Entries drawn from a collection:

:::::

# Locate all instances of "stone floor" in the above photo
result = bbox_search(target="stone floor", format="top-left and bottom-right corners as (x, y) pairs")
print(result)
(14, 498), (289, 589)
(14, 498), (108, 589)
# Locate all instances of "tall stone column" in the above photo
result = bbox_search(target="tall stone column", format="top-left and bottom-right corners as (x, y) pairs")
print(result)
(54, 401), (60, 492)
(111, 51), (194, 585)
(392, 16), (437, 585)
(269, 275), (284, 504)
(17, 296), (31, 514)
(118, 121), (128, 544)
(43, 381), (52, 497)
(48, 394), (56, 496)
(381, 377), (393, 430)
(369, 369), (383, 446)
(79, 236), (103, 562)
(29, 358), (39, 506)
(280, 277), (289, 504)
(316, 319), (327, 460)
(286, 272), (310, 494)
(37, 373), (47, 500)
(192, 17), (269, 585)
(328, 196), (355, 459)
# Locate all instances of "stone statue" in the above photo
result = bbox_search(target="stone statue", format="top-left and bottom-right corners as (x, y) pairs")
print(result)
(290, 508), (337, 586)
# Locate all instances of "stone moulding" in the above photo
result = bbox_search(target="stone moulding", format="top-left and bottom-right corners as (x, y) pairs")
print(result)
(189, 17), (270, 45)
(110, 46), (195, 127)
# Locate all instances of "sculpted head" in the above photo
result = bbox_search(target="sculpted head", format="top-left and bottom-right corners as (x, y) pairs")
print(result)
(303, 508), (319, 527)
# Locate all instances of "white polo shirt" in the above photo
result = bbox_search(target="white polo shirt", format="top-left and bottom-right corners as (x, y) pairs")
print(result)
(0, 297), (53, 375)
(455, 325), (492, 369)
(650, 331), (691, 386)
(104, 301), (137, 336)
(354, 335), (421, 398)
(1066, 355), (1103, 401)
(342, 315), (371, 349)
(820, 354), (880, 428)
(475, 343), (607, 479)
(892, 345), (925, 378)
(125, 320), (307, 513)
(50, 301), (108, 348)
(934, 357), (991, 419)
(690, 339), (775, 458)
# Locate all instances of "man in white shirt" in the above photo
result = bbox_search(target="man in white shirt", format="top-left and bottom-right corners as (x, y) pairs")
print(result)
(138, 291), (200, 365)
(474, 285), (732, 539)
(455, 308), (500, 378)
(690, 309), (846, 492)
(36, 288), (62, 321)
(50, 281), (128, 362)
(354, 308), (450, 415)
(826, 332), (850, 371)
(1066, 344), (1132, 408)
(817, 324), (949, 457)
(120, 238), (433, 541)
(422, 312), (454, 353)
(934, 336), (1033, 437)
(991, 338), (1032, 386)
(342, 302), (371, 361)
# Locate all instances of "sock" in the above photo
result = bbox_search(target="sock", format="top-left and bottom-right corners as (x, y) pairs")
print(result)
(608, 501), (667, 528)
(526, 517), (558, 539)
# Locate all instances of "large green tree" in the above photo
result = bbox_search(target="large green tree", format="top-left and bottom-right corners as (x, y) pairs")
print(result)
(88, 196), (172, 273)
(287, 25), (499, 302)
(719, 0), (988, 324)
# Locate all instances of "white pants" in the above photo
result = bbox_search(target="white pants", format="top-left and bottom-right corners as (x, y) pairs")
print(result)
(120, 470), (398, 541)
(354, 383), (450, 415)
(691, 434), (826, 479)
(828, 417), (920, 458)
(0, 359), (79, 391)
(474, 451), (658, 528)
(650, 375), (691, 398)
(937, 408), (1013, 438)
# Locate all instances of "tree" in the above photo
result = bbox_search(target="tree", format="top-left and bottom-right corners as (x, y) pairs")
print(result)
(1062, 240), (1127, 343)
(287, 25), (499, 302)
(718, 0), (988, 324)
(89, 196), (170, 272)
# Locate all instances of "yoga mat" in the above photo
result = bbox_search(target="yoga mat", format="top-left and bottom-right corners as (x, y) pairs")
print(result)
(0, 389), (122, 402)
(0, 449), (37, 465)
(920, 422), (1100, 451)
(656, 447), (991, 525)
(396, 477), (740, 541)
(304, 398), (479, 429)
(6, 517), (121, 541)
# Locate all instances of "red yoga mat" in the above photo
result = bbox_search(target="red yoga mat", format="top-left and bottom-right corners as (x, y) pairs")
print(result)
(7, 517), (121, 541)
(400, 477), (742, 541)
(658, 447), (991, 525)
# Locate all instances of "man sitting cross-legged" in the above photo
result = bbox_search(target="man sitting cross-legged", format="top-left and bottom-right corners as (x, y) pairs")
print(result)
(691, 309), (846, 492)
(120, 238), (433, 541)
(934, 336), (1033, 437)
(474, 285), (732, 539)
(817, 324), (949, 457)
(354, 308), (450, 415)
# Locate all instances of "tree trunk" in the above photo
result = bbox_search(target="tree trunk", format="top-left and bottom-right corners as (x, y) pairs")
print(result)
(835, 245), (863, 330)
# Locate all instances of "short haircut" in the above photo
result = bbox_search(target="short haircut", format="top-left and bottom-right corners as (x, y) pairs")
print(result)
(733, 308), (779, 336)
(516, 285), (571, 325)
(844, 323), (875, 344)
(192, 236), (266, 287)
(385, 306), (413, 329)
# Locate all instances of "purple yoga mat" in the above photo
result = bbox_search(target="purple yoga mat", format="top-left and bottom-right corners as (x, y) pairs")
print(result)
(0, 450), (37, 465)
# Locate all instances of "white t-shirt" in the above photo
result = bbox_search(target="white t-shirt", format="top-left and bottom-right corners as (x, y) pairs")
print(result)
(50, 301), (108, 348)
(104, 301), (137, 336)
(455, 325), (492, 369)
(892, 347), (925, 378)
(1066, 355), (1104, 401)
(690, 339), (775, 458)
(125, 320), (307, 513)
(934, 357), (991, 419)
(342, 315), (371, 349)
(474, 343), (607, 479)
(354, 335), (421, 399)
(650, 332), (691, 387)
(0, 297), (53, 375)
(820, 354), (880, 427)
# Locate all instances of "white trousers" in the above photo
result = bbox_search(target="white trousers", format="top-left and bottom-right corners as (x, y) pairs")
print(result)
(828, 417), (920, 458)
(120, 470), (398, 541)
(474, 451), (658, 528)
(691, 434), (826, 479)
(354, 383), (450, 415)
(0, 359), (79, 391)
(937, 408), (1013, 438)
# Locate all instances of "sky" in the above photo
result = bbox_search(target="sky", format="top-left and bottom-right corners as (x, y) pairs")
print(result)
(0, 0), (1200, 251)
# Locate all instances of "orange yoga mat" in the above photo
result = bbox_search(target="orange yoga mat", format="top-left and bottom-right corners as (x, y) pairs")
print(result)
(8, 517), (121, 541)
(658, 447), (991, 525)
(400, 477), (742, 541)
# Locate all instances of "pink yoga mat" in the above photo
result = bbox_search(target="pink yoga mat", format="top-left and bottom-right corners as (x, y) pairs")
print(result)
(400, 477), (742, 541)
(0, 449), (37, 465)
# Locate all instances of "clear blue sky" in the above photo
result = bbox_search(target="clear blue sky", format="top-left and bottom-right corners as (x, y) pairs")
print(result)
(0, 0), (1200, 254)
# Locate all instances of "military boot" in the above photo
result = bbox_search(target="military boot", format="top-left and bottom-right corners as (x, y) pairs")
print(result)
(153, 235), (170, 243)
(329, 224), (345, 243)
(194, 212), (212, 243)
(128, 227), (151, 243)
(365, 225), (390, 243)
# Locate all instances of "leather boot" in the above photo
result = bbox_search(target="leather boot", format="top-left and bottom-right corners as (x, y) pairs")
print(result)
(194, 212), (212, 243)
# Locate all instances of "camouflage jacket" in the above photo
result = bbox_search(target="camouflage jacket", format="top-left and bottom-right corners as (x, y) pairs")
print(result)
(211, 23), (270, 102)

:::::

INSTRUCTION:
Write out all of the records above again, line for line, without changing anything.

RESULT OF THE EXERCISE:
# Locate all instances of "stone floor" in the above photo
result = bbox_search(target="stone floor", format="top-left and bottom-right corners as (x, y) pairs")
print(result)
(14, 498), (289, 589)
(14, 498), (108, 589)
# Locate all instances of "tall stone column" in the above photo
result = bbox_search(target="tall stone column", format="top-left and bottom-right corners as (x, y) pairs")
print(result)
(54, 401), (60, 492)
(111, 51), (194, 585)
(392, 16), (437, 585)
(269, 275), (284, 504)
(17, 296), (31, 514)
(118, 121), (128, 544)
(43, 381), (52, 497)
(48, 394), (56, 496)
(381, 377), (393, 430)
(369, 369), (383, 446)
(79, 236), (103, 562)
(29, 358), (39, 506)
(280, 277), (289, 504)
(316, 319), (327, 460)
(286, 272), (310, 494)
(37, 373), (47, 500)
(192, 17), (269, 585)
(328, 196), (355, 459)
# Locate all instances of "stone statue" in the above photo
result = bbox_search(target="stone statue", format="top-left and bottom-right corners as (x, y) pairs")
print(result)
(290, 508), (337, 586)
# Locate all instances of "stone moulding" in the above photo
result = bbox_search(target="stone moulding", format="top-left and bottom-right corners as (x, y) pairs")
print(result)
(189, 17), (270, 45)
(110, 46), (195, 127)
# Locate all instances of "sculpted head" in the above photo
result = bbox_search(target="sculpted head", format="top-left and bottom-right corners as (x, y) pairs")
print(result)
(303, 508), (319, 527)
# Locate all instances of "white polo shirt" in the above photo
result = bbox_search(target="white polo shirt", format="top-left and bottom-right corners as (x, y) pairs")
print(result)
(0, 297), (53, 375)
(455, 325), (492, 369)
(650, 331), (691, 386)
(104, 301), (137, 336)
(354, 335), (421, 398)
(1066, 355), (1103, 401)
(342, 315), (371, 349)
(820, 354), (880, 428)
(475, 343), (607, 479)
(892, 345), (925, 378)
(125, 320), (307, 513)
(50, 301), (108, 348)
(934, 357), (991, 419)
(690, 339), (775, 458)
# Locate all instances of "man in white shirt" in the above photo
result = bbox_search(target="man in white shirt", format="top-left and bottom-right corners as (x, y) pairs")
print(result)
(138, 291), (200, 365)
(474, 285), (732, 539)
(455, 308), (500, 378)
(690, 309), (846, 492)
(36, 288), (62, 321)
(50, 281), (128, 362)
(354, 308), (450, 415)
(826, 332), (850, 371)
(1066, 344), (1132, 408)
(817, 324), (949, 457)
(120, 238), (433, 541)
(422, 312), (454, 353)
(934, 336), (1033, 437)
(991, 338), (1032, 386)
(342, 302), (371, 361)
# Locate all instances of "sock" in the above photo
result = bbox_search(target="sock", format="top-left and bottom-right corners as (x, y) pairs")
print(result)
(608, 501), (667, 528)
(526, 517), (558, 539)
# Locate all instances of "large green tree" in the above photo
result = bbox_search(target="large green tree", format="top-left and bottom-right corners as (x, y) pairs")
print(result)
(88, 196), (172, 273)
(287, 25), (499, 302)
(719, 0), (988, 324)
# Locate all instances of "white pants" in the above photo
result = bbox_search(target="white pants", format="top-left and bottom-right corners as (x, y) pairs")
print(result)
(120, 470), (398, 541)
(354, 383), (450, 415)
(691, 434), (826, 479)
(828, 417), (920, 458)
(0, 359), (79, 391)
(474, 451), (658, 528)
(650, 375), (691, 398)
(937, 408), (1013, 438)
# Locate all instances of "tree" in the above photo
result = bbox_search(target="tree", format="top-left and bottom-right corners as (x, y) pairs")
print(result)
(1062, 240), (1127, 343)
(287, 25), (499, 302)
(718, 0), (988, 324)
(89, 196), (170, 272)
# Locate all instances of "yoga mat" in the above photo
result = bbox_search(target="yoga mat", format="top-left and bottom-right corners as (x, y) pairs")
print(result)
(0, 389), (122, 402)
(0, 449), (37, 465)
(920, 422), (1100, 451)
(656, 447), (991, 525)
(396, 477), (740, 541)
(304, 398), (479, 429)
(6, 517), (121, 541)
# Locate all instances of "red yoga mat" in the above photo
result = bbox_search(target="red yoga mat", format="top-left and bottom-right corners as (x, y) pairs")
print(result)
(7, 517), (121, 541)
(400, 477), (742, 541)
(658, 447), (991, 525)
# Locate all instances of "man sitting cross-legged" in the above photo
result = bbox_search(target="man sitting cross-legged", format="top-left and bottom-right corners as (x, y) pairs")
print(result)
(691, 309), (846, 492)
(120, 238), (433, 541)
(934, 336), (1033, 437)
(474, 285), (732, 539)
(817, 324), (949, 457)
(354, 308), (450, 415)
# Locate all instances of "tree trunk" in the above photo
result = bbox_search(target="tree trunk", format="top-left and bottom-right corners as (x, y) pairs")
print(result)
(835, 245), (863, 330)
# Locate all instances of "short haircut" in the above photo
result = bbox_search(target="short haircut", format="top-left and bottom-right corners as (x, y) pairs")
print(result)
(733, 308), (779, 336)
(516, 285), (571, 325)
(844, 323), (875, 344)
(192, 236), (266, 287)
(385, 306), (413, 329)
# Locate all instances of "purple yoga mat" in the above photo
result = bbox_search(target="purple yoga mat", format="top-left and bottom-right corners as (x, y) pairs")
print(result)
(0, 450), (37, 465)
# Locate all instances of "white t-shirt" in the above photo
result = bbox_search(target="white t-shirt", format="top-left and bottom-right corners as (x, y) pairs")
print(result)
(50, 301), (108, 348)
(104, 301), (137, 336)
(455, 325), (492, 369)
(892, 347), (925, 378)
(1066, 355), (1104, 401)
(690, 339), (775, 458)
(125, 320), (307, 513)
(934, 357), (991, 419)
(342, 315), (371, 349)
(474, 343), (607, 479)
(354, 335), (421, 399)
(650, 332), (691, 387)
(0, 297), (53, 375)
(820, 354), (880, 427)
# Locate all instances of "white trousers" in the above photo
result = bbox_search(target="white trousers", format="top-left and bottom-right corners as (x, y) pairs")
print(result)
(828, 417), (920, 458)
(120, 470), (398, 541)
(474, 451), (658, 528)
(691, 434), (826, 479)
(354, 383), (450, 415)
(0, 359), (79, 391)
(937, 408), (1013, 438)
# Locate all instances of "sky" in the above photo
result = bbox_search(target="sky", format="top-left and bottom-right corners as (x, y) pairs")
print(result)
(0, 0), (1200, 251)
# Locate all instances of "orange yoga mat" in the above photo
result = bbox_search(target="orange yoga mat", format="top-left and bottom-right corners as (x, y) pairs")
print(result)
(8, 517), (121, 541)
(658, 447), (991, 525)
(400, 477), (742, 541)
# Locate all instances of "pink yoga mat" in the above photo
result = bbox_search(target="pink yoga mat", format="top-left and bottom-right corners as (x, y) pairs")
print(result)
(400, 477), (742, 541)
(0, 449), (37, 465)
# Locate all instances of "clear blue sky" in the above photo
result = bbox_search(target="clear blue sky", format="top-left and bottom-right corners as (x, y) pairs")
print(result)
(0, 0), (1200, 254)
# Locate all instances of "military boot" in the above photo
result = bbox_search(target="military boot", format="top-left and bottom-right corners as (x, y) pairs")
print(result)
(153, 235), (170, 243)
(329, 224), (345, 243)
(194, 212), (212, 243)
(128, 227), (151, 243)
(365, 225), (390, 243)
# Locate all instances of "leather boot" in the above photo
result = bbox_search(target="leather boot", format="top-left and bottom-right corners as (x, y) pairs")
print(result)
(194, 212), (212, 243)
# Locate all instances of "camouflage jacket" in the above photo
result = bbox_search(target="camouflage jacket", format="top-left and bottom-right corners as (x, y) pairs")
print(result)
(211, 23), (270, 102)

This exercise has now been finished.